__YOUR GOAL__. Reproduce all of the records below verbatim, line for line.

__RECORD EXCERPTS__.
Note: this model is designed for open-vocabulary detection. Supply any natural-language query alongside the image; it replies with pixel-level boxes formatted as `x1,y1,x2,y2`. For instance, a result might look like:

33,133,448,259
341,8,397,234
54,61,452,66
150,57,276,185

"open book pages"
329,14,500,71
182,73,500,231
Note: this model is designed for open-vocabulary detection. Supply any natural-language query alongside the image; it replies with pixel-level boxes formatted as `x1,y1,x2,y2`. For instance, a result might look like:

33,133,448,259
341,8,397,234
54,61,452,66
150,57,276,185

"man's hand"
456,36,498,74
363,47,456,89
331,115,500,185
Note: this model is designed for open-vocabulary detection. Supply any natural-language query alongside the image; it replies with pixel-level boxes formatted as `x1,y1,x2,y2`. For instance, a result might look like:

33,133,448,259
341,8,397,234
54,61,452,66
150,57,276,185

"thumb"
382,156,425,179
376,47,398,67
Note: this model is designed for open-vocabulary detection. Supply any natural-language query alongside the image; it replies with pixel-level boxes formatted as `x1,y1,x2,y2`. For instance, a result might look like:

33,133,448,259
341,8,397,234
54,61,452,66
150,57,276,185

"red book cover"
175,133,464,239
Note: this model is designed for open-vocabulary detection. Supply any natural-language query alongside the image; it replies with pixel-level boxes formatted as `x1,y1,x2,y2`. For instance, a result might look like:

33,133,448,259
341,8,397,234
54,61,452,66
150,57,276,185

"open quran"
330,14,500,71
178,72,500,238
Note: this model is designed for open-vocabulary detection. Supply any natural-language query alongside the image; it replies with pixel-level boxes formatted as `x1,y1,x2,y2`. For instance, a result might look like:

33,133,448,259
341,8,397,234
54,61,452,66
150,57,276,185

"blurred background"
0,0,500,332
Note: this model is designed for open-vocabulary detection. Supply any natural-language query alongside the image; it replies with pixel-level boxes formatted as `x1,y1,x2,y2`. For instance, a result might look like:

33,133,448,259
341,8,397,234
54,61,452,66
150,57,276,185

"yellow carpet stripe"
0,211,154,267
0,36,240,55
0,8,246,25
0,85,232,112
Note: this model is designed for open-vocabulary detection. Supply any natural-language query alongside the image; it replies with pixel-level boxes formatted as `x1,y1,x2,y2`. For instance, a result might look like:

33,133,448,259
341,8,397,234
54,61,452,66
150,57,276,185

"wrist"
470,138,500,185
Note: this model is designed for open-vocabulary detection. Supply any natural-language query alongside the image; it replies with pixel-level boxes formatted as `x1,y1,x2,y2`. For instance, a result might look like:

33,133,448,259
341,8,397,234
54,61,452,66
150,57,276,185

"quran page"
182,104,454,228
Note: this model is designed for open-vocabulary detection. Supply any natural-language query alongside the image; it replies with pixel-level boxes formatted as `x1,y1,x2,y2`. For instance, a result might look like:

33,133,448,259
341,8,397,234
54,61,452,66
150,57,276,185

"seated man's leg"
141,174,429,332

__IN RESPONSE__.
Note: this model is designed for open-vocabulary detection. Supply any natural-language query alongside the image; it replies with pixel-level boxes formatted as `x1,y1,x2,y2`. For instance, a result might look like:

33,133,448,259
341,8,397,234
54,61,452,66
150,57,276,185

"open book pages"
329,14,500,71
182,73,500,231
Note: this model is designed for open-vocabulary detection. Supply any natural-language query alongside the image; it replies with pixel-level boxes formatted as `x1,y1,x2,y2`. For instance, a result might look like:

33,133,448,259
341,8,397,234
54,61,452,66
150,57,276,185

"man's hand"
456,36,498,74
363,47,456,89
331,115,500,185
Note: this model is designed for open-vocabulary detection. Supply any natural-language query alongside the image; it replies with pixel-level boxes formatted as `x1,y1,x2,y2`. For instance, a result might look like:

33,133,448,259
341,8,397,234
54,61,452,66
150,57,276,185

"thumb"
382,156,425,179
376,47,398,67
Note: this model is designed for open-vocabulary detection. Supply any natural-language query alongside the image; it replies with pixel-level boxes formatted as `x1,y1,x2,y2`. For instance, a result might look like:

33,133,448,259
341,8,397,234
54,61,452,66
150,57,276,185

"red book cover"
175,133,464,239
Note: this model is designed for open-vocabulary detection. Supply any natural-language query alongside the image; it replies with pixel-level boxes formatted as `x1,y1,x2,y2`. For instance, a result might look like:

33,133,448,259
341,8,397,234
54,61,452,66
150,57,276,185

"open quran"
330,14,500,71
178,72,500,238
Note: this model is designed for open-vocabulary detection. Supply any natural-language query alongside the image; it replies with pixel-level boxes formatted as `x1,y1,x2,y2`. For instance, a result might look like:

33,133,448,259
341,8,397,234
54,61,452,66
150,57,276,185

"blurred background"
0,0,500,332
Note: this model is designed for open-vocabulary detection. Supply any natural-language query alongside the image; it replies with pixel-level boxes formatted as `x1,y1,x2,y2`. For instance, a result might look like:

33,133,448,259
341,8,397,234
54,61,452,66
150,57,276,185

"yellow carpet stripe"
0,211,154,267
0,36,240,55
0,8,246,25
0,85,232,112
Note: this model is designed for open-vocabulary detection. Supply any natural-language query alongside the image; it replies with pixel-level boxes formatted as `x1,y1,x2,y2`. For instance, a result might look like:

33,133,448,259
341,8,397,234
54,61,452,66
150,57,276,185

"wrist"
470,138,500,185
Note: this model is designed for open-vocabulary detection. Supply any natural-language query alongside the image; it replies with pixel-level boxes formatted as `x1,y1,x2,y2`. For instance, a result might look like:

33,133,448,259
341,8,397,234
54,61,452,66
150,57,276,185

"quran page"
182,104,454,228
Note: this model is designed for open-vocabulary detection. Supply any natural-language query alongside the image; it replies with pixel-level boxes formatted as `x1,y1,x2,y2`. For instance, a result might look like:

33,133,448,259
341,8,397,234
54,61,452,66
150,57,276,185

"seated man's leg"
141,174,429,332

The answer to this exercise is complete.